[Stored data entries]
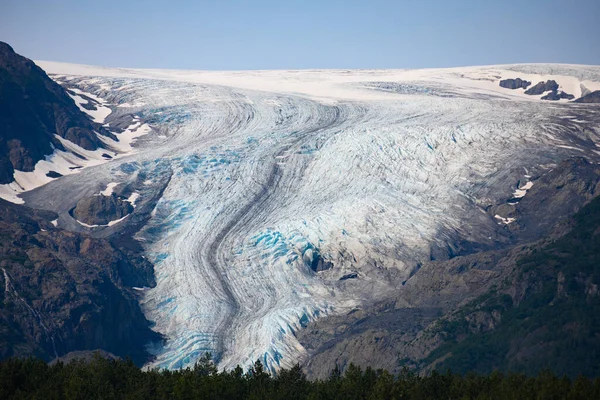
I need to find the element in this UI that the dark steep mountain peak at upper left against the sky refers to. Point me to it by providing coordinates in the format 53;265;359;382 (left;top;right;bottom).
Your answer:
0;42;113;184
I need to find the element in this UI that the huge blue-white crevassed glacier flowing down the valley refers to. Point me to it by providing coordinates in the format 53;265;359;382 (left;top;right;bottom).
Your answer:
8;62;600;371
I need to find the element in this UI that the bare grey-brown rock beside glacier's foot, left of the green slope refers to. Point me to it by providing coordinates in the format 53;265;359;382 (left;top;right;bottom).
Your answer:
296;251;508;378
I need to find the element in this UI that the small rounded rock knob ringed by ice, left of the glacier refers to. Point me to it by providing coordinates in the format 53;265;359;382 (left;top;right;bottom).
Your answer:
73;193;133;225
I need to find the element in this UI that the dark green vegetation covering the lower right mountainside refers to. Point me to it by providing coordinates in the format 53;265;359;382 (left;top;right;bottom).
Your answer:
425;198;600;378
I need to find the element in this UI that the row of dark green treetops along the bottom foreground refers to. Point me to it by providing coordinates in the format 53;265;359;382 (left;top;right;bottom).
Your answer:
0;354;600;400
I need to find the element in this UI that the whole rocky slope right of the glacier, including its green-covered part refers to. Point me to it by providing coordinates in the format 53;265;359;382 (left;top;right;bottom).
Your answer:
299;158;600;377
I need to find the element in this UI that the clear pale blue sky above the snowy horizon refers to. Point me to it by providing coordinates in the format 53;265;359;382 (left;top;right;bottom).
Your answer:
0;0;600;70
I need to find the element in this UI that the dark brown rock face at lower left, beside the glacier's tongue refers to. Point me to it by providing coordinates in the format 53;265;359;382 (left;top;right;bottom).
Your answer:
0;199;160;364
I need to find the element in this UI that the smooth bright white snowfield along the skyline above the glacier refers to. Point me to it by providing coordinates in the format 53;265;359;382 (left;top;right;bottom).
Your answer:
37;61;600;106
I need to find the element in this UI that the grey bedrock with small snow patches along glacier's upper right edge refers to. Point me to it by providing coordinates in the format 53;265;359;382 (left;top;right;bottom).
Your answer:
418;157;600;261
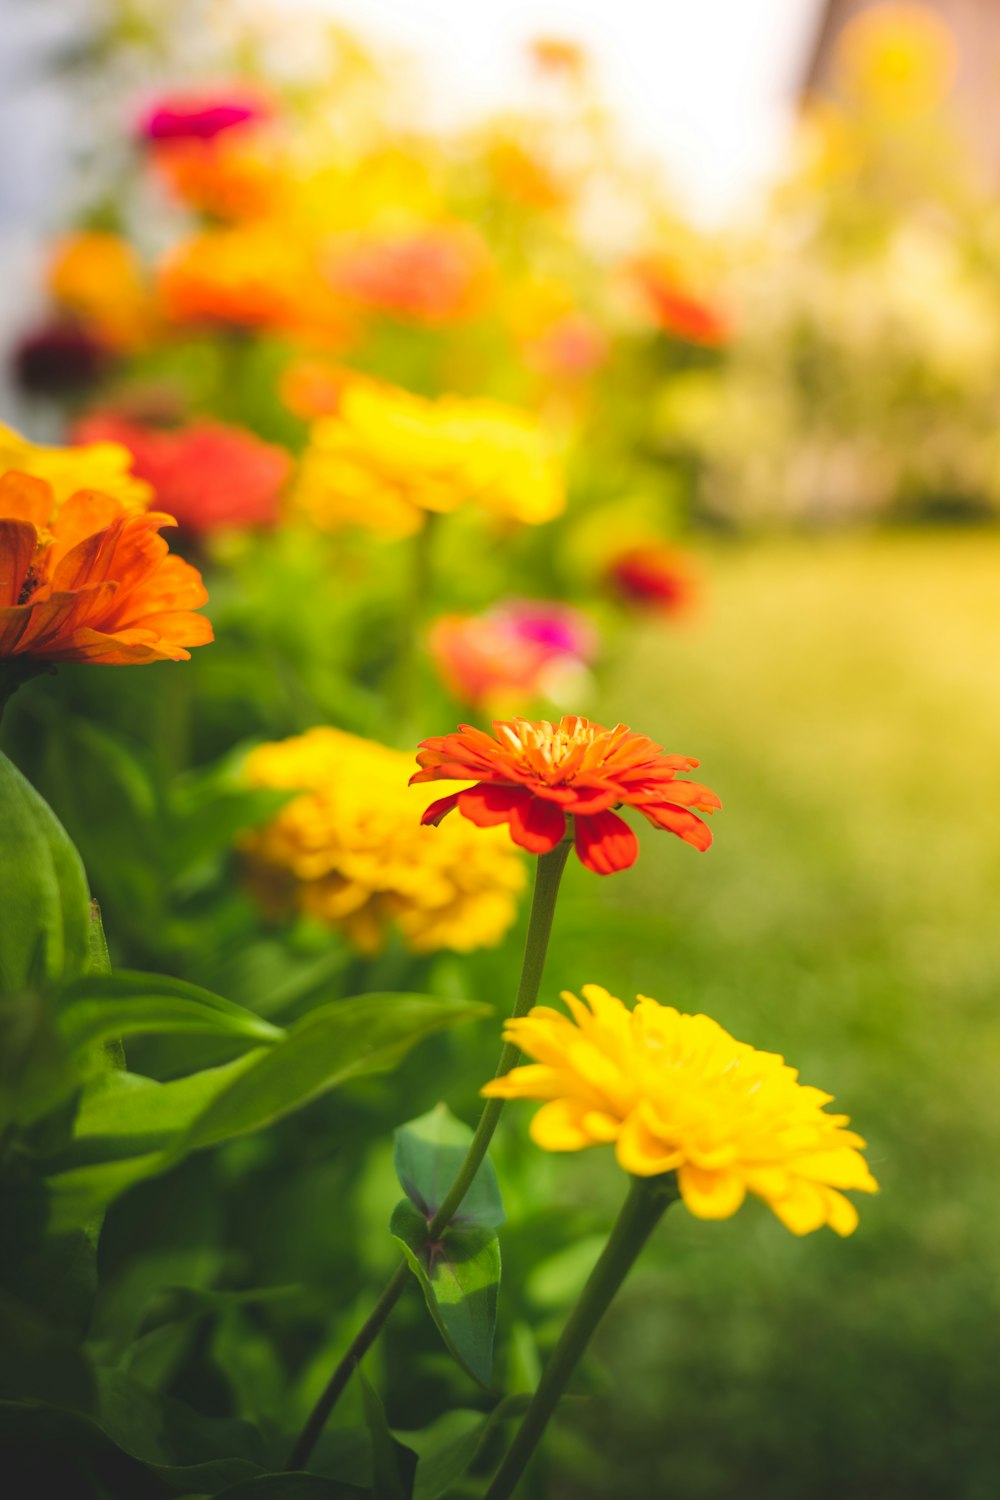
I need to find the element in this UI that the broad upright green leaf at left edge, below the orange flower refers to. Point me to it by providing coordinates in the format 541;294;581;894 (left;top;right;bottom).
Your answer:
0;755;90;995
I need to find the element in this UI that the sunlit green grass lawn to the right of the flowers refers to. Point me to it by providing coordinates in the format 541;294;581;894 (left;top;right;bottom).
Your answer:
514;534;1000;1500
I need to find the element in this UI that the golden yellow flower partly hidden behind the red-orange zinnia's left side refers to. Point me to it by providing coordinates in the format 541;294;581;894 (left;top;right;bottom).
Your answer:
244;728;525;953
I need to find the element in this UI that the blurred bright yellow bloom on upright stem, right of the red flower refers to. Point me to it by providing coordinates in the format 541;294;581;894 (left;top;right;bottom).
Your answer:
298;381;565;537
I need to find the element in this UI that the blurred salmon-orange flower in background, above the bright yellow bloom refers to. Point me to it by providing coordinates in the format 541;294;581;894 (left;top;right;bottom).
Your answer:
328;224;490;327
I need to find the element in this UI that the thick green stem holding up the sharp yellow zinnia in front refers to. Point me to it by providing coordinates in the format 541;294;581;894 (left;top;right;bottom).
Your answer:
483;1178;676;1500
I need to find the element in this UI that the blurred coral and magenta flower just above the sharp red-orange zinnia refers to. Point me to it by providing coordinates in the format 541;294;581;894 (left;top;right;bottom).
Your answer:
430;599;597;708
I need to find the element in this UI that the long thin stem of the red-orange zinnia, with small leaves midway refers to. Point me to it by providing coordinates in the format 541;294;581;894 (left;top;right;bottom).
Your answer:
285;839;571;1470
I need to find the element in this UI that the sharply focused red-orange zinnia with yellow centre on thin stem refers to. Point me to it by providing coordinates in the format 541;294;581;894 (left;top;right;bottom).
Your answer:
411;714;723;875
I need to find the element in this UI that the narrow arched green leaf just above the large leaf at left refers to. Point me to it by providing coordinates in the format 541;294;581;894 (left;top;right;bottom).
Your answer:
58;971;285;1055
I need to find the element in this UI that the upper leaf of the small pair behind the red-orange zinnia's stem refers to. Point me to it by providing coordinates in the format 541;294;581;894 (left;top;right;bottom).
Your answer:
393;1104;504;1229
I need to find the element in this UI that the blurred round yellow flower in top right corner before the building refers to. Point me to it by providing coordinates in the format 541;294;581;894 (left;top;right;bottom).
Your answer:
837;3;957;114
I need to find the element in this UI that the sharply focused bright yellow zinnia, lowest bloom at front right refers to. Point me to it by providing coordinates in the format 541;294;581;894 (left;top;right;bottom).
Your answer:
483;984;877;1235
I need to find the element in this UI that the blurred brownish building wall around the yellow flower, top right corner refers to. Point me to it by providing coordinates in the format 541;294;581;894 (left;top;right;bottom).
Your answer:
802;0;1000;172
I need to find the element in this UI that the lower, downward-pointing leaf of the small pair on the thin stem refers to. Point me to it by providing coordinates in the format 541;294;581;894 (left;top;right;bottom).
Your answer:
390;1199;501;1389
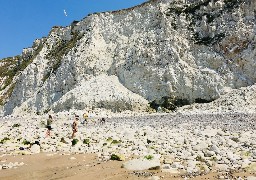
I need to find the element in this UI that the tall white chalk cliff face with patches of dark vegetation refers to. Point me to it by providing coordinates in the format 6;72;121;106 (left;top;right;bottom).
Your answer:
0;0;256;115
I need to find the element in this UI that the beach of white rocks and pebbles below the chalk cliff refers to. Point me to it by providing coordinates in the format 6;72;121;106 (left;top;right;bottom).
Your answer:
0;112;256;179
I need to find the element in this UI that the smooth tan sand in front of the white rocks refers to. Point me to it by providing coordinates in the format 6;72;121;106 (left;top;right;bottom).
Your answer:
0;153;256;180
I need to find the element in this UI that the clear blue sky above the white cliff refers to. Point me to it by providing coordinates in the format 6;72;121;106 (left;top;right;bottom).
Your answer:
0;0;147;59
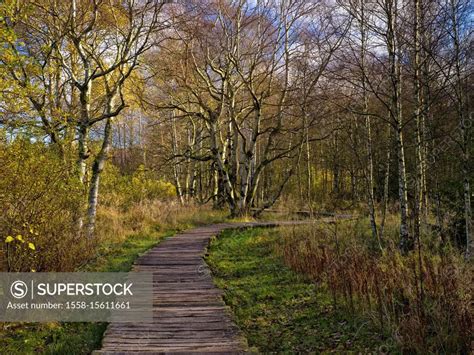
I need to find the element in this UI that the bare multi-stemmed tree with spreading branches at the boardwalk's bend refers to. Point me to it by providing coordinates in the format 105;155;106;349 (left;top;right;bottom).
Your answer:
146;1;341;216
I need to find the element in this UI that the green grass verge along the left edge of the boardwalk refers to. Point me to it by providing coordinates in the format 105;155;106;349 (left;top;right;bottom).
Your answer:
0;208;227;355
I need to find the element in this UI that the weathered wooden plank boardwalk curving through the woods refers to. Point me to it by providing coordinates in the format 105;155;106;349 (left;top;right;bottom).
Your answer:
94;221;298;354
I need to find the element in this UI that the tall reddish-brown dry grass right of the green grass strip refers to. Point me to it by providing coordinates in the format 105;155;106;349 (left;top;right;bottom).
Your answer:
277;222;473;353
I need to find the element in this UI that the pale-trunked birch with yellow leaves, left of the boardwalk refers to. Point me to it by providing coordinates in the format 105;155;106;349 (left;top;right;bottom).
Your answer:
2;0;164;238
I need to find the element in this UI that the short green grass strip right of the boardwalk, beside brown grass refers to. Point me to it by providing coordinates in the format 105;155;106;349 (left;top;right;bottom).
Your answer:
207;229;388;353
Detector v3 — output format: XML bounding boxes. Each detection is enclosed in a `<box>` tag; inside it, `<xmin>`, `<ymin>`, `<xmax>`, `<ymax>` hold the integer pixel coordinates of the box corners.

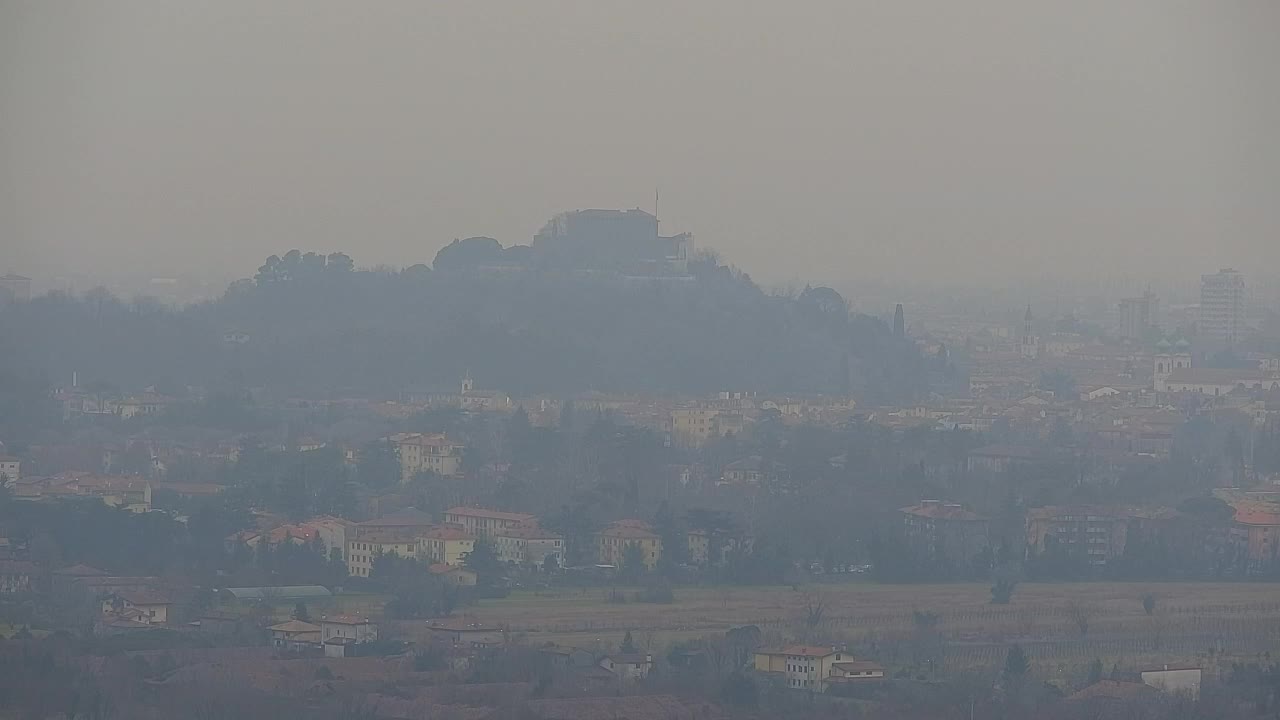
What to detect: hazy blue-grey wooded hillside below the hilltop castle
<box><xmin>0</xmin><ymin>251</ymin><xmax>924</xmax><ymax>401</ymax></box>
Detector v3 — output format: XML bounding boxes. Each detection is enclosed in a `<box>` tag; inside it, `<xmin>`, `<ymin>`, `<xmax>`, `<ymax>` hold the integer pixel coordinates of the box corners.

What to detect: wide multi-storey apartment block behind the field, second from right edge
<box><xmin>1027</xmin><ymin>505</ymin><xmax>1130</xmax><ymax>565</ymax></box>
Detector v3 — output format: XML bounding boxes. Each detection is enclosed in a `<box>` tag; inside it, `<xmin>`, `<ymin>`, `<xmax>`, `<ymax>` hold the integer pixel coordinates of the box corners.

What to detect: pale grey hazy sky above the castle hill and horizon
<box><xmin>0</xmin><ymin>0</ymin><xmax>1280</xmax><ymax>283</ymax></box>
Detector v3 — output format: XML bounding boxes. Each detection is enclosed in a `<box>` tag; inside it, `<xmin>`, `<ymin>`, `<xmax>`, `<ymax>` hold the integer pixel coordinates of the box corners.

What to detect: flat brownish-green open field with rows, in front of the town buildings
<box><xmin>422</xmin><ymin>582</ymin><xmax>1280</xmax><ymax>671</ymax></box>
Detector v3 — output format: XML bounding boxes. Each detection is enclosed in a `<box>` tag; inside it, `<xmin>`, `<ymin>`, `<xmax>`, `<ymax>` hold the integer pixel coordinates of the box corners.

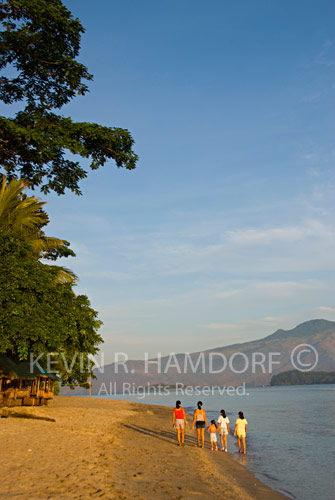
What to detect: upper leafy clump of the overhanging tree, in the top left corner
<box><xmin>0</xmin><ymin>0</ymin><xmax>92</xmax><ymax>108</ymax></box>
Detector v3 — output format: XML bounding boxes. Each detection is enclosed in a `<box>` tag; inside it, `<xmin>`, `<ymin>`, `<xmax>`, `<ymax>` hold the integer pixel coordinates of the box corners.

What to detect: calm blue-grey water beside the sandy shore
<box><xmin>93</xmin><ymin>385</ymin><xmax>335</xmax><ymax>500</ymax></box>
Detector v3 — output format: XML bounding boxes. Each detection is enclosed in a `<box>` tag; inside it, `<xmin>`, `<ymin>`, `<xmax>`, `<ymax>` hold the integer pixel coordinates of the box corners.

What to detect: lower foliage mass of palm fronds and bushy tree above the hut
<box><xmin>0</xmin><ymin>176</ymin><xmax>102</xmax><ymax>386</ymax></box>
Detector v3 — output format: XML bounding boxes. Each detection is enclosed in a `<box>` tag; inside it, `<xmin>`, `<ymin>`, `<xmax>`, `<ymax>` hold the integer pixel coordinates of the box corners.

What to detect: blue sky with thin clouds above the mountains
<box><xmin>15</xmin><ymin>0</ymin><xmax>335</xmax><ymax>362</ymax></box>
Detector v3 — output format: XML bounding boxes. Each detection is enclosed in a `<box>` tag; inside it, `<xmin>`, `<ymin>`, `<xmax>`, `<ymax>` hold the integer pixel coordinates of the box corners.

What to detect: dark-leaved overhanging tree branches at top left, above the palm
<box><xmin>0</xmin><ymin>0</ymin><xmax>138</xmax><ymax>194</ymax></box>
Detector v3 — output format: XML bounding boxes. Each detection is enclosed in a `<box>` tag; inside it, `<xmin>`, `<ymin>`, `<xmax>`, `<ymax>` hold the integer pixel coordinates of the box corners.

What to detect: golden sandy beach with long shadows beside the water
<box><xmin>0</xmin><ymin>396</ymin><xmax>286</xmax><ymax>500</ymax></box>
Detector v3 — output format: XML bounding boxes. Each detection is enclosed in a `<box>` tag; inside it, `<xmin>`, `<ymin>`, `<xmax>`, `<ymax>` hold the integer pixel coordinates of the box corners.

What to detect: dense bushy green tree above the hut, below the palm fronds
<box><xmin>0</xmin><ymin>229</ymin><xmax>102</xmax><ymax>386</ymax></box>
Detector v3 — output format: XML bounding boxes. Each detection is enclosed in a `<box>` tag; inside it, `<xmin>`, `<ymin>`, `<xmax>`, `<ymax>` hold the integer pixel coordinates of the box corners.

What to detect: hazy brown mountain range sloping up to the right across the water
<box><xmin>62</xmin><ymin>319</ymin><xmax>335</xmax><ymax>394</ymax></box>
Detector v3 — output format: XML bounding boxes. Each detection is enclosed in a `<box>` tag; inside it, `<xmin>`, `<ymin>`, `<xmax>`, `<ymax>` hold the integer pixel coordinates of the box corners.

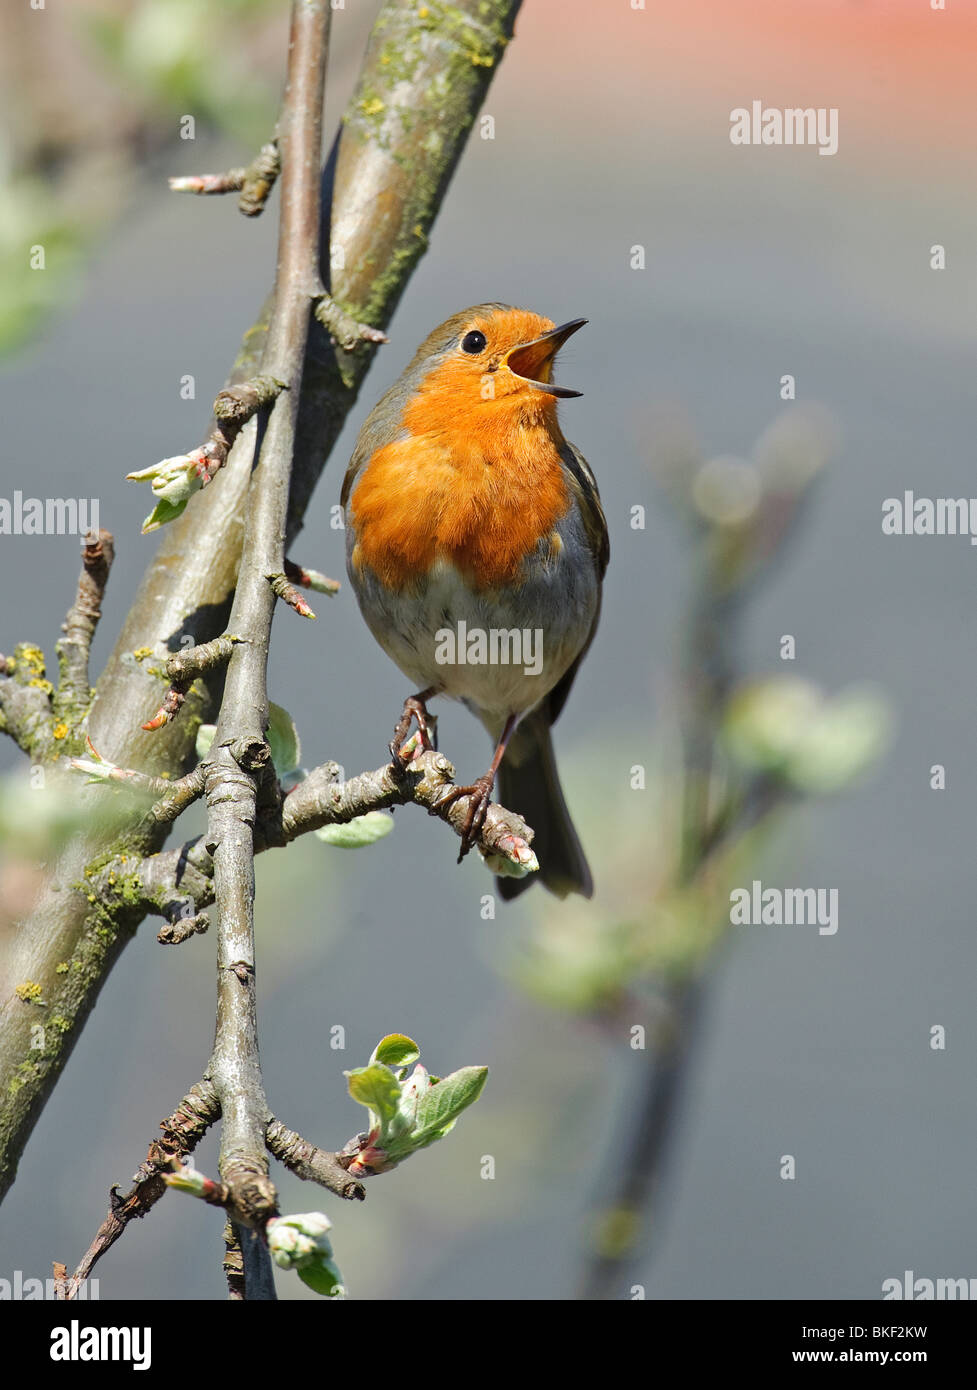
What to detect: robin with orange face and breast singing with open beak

Work instructions: Lines above containing "smooth": give their number only.

Solution below: 2